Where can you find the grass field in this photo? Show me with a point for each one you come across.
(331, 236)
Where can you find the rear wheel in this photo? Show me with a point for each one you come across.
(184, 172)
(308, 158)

# WORK TO COMPLETE
Each line of the data needs to be repeated exactly.

# ANSWER BELOW
Where can you find the grass field in this photo? Show me with a point for each one you come across.
(331, 236)
Where can you find the rear wheel in this photo? Show me with a point for each one you come across.
(184, 172)
(308, 158)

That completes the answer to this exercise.